EXERCISE GOAL => Copy the data from its first line through the line containing "left=242, top=209, right=401, bottom=524", keeping every line, and shift each bounding box coordinate in the answers up by 86.

=-=-=

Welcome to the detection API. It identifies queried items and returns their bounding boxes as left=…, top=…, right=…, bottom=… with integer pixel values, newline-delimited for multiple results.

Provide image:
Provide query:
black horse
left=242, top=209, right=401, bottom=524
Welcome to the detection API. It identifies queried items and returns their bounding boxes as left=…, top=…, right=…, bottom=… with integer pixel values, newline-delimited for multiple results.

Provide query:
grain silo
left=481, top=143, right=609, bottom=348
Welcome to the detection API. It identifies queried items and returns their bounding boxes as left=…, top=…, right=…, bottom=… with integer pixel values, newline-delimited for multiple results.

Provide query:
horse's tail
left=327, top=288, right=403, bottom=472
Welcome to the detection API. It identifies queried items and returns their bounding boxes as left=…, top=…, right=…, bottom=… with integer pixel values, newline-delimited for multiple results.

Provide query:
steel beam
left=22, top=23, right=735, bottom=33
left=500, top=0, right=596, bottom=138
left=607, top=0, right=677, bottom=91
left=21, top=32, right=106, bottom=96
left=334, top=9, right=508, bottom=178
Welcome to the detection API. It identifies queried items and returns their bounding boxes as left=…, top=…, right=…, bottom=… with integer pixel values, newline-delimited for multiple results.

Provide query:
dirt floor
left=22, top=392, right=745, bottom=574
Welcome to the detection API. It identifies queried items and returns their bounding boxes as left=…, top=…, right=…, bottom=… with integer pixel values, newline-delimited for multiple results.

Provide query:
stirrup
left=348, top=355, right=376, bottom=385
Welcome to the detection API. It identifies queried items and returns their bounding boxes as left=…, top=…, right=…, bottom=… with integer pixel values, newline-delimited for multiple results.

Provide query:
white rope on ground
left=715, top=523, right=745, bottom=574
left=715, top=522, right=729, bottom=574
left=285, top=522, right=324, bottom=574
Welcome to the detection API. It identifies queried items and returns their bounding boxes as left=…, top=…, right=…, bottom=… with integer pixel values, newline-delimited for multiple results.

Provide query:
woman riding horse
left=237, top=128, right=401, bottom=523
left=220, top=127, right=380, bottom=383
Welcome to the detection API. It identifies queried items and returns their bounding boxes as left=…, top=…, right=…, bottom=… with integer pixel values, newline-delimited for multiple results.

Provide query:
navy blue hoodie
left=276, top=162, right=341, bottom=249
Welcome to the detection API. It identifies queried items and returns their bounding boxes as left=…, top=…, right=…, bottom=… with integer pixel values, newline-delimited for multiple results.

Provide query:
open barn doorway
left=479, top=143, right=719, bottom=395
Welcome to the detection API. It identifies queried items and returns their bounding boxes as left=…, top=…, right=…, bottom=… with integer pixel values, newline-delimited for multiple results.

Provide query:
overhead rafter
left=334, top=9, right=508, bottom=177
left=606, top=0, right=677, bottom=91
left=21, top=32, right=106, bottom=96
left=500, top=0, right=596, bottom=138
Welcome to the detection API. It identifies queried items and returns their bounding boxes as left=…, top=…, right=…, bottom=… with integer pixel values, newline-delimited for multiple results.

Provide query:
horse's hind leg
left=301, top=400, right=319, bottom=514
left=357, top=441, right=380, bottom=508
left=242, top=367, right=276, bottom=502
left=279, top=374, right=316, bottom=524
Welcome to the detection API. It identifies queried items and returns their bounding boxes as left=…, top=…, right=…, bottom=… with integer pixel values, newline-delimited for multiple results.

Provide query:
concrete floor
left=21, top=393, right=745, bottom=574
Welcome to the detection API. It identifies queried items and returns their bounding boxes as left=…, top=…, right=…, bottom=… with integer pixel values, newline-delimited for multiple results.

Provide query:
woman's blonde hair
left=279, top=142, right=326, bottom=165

=-=-=

THE SOLUTION =>
Welcome to the detection API. It identifies queried items and returns their bounding boxes as left=…, top=…, right=…, bottom=… with integer pixel values, newline-delimited for multiple results.

Provide image:
Provide query:
black horse
left=328, top=295, right=487, bottom=610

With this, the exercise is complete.